>> Start
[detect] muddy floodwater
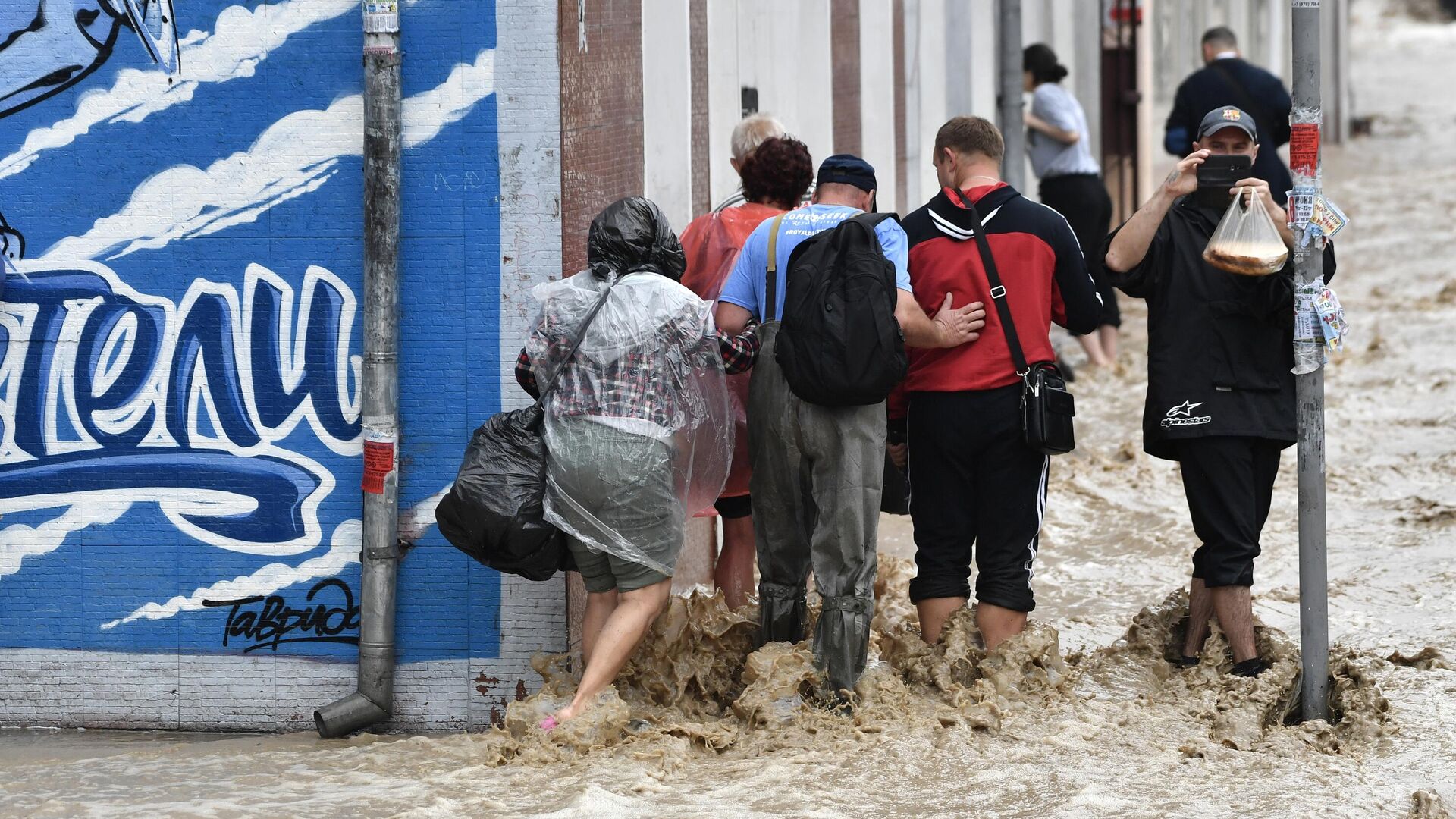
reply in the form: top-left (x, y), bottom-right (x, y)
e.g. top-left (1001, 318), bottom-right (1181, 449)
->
top-left (0, 0), bottom-right (1456, 817)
>> End
## [Direction]
Rewrite the items above with "muddy" changed to "brown" and nothing else altered, leaving out the pictures.

## [Correct result]
[detect] brown floodwater
reply in the form: top-left (x, y), bottom-right (x, y)
e.g. top-left (1001, 318), bottom-right (1181, 449)
->
top-left (0, 0), bottom-right (1456, 817)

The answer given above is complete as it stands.